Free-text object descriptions
+ + + + +

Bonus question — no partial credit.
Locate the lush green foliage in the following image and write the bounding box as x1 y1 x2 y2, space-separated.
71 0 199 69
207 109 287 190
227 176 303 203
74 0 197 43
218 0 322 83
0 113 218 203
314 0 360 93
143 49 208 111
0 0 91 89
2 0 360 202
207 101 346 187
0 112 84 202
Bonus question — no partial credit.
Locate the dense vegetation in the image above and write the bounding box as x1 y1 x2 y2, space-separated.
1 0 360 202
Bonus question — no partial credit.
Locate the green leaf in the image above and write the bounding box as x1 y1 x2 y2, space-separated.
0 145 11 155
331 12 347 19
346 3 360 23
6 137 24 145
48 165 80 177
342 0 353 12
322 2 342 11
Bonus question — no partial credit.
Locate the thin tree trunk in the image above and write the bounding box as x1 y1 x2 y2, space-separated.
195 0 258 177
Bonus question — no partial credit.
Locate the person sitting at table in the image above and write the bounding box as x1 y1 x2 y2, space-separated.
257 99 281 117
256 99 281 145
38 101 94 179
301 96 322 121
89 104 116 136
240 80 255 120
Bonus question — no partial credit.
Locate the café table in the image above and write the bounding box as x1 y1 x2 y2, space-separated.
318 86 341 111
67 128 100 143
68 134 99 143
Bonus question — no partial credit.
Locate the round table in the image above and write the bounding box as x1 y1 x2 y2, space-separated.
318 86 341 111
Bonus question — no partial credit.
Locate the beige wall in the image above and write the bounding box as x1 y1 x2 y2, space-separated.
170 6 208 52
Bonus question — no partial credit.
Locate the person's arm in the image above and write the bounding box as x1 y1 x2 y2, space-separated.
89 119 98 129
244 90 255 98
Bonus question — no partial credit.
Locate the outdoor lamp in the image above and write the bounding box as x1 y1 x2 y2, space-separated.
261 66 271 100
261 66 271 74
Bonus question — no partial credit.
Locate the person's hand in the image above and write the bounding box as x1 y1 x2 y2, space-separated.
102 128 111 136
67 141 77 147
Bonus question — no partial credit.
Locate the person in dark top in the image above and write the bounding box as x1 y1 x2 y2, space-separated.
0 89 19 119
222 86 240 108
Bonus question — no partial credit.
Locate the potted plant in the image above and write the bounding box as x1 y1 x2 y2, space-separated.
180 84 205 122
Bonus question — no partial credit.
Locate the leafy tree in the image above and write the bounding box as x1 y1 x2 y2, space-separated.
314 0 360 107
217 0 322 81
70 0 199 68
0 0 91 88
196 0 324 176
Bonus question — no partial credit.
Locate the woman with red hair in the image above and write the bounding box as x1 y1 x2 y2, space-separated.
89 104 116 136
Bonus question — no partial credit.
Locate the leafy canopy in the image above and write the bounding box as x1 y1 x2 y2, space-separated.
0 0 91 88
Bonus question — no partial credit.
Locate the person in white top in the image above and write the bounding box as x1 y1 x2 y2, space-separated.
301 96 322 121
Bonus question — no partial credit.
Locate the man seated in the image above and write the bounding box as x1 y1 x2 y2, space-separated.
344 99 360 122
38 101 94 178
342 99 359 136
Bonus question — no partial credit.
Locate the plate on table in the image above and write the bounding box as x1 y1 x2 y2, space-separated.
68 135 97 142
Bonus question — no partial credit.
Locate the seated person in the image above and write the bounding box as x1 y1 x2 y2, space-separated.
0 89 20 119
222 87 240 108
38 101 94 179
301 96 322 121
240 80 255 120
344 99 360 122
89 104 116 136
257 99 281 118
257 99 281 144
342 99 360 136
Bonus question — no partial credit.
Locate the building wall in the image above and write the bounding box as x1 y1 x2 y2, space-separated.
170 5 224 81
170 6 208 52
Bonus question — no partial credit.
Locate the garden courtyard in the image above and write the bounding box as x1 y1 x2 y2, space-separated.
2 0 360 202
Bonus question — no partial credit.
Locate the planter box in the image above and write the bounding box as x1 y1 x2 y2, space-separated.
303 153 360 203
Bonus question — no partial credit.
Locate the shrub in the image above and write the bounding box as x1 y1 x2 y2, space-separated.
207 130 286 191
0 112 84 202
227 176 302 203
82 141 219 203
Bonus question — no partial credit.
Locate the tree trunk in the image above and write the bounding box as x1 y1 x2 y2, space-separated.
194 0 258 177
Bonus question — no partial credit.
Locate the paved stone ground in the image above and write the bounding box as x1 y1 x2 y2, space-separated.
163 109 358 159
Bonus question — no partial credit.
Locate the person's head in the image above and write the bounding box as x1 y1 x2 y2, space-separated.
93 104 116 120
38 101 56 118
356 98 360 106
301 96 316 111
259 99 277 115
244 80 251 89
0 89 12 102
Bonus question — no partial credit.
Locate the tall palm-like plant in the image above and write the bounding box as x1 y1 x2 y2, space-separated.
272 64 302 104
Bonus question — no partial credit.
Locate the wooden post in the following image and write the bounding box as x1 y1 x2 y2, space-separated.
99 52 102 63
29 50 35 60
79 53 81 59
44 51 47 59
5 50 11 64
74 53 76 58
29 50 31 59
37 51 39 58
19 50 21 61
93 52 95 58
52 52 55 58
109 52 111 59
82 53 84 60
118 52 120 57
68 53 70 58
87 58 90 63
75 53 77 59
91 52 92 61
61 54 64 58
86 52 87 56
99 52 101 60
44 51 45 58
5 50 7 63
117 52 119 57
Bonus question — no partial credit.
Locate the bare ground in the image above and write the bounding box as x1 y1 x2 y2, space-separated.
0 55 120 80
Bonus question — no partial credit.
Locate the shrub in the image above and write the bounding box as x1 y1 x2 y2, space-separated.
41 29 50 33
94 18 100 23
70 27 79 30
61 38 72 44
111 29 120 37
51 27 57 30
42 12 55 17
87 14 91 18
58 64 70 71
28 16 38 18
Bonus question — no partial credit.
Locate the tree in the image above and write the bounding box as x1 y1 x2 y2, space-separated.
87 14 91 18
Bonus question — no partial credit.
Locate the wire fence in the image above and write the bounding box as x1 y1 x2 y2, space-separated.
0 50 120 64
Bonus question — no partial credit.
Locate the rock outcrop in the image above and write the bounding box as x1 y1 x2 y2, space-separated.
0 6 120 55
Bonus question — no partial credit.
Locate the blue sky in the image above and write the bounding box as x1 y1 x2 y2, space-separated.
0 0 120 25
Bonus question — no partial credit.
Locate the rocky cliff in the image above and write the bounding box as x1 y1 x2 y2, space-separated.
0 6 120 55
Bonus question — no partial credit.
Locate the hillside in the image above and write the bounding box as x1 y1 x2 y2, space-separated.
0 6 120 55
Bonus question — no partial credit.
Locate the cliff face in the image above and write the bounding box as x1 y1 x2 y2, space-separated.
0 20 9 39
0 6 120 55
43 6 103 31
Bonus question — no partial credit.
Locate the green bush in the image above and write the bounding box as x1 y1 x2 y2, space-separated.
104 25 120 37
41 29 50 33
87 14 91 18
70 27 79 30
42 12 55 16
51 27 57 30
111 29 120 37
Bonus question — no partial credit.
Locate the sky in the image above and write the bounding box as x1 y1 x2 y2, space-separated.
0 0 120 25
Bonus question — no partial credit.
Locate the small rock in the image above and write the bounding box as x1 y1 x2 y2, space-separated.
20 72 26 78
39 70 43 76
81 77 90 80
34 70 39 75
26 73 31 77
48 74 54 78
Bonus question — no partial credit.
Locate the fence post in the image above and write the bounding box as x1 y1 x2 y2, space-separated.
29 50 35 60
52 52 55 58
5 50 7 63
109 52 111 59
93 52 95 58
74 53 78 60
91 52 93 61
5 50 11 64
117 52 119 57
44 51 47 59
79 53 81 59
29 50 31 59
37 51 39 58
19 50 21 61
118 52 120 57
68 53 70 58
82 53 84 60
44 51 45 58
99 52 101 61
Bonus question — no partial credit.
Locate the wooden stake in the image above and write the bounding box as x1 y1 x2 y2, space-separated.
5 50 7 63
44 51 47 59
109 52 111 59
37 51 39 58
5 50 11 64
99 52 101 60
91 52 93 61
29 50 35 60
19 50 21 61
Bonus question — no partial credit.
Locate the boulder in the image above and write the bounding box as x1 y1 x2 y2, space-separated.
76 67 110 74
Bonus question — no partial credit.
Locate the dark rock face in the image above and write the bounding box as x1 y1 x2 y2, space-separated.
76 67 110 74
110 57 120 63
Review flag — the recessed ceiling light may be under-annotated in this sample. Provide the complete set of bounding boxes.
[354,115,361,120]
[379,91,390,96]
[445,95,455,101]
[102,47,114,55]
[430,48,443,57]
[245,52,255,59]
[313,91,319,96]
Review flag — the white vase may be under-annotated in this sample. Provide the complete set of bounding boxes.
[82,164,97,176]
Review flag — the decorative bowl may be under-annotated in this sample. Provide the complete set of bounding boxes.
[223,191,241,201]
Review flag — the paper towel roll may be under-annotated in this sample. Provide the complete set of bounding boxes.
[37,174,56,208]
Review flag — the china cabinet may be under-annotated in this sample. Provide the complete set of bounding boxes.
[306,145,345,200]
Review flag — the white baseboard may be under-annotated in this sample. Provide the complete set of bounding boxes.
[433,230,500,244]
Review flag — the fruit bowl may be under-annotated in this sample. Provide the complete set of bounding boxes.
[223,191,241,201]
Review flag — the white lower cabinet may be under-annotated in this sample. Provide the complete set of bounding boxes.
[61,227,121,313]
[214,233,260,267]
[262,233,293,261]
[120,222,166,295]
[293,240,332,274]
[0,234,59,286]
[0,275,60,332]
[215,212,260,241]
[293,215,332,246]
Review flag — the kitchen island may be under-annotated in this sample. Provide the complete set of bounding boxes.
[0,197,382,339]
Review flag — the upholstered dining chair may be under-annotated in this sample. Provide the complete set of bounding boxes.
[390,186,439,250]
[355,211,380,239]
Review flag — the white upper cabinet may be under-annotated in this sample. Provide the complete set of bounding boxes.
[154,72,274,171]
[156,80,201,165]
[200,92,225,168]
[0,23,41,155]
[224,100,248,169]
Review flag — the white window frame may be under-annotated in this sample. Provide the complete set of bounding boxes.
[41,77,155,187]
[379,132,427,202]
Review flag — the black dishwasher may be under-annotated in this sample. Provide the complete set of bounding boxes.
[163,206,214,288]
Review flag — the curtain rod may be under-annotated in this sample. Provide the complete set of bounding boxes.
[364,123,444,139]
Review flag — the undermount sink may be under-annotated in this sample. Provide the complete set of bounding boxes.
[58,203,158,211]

+ + + + +

Work item. Could you give again exactly the lines from the line containing "Review flag — the curtain" through the final line of the data above, and no others?

Exercise solution.
Review flag — the curtain rod may be under-annotated in this sample. Provide the complete set of bounding boxes.
[364,123,444,139]
Review flag — the undermount sink may be under-annotated in this sample. Provide the complete set of bounding boxes.
[58,203,158,211]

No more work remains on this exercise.